▶ _Short problem_
Which lines in the listing below contain the string "tern"? Copy each of those lines and leave out the rest.

▶ _Entries supplied_

━━━━━━━━━━

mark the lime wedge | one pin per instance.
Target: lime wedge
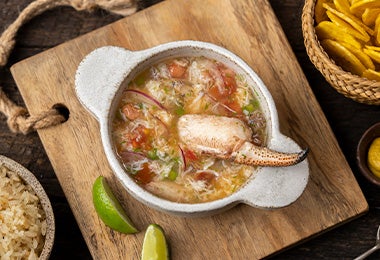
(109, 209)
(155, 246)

━━━━━━━━━━

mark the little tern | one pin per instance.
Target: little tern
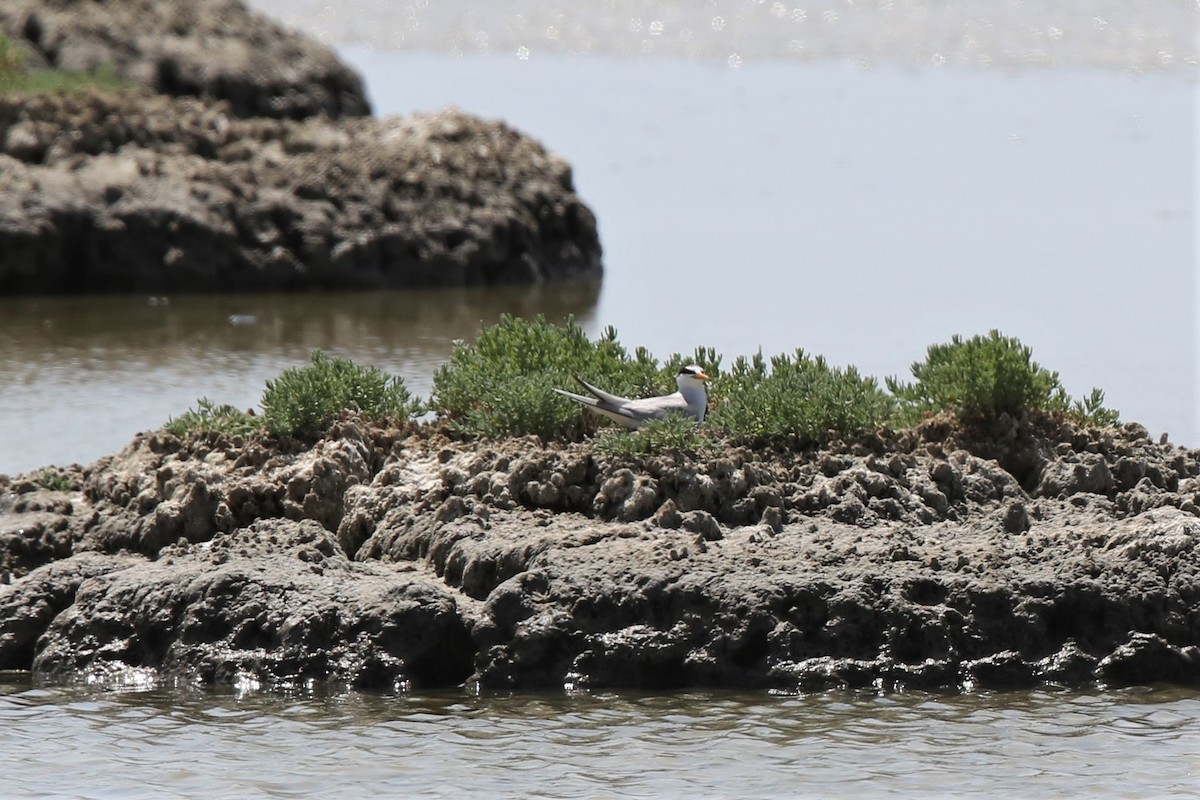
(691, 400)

━━━━━━━━━━

▶ _Output below_
mark the little tern | one pin per instance.
Target: little tern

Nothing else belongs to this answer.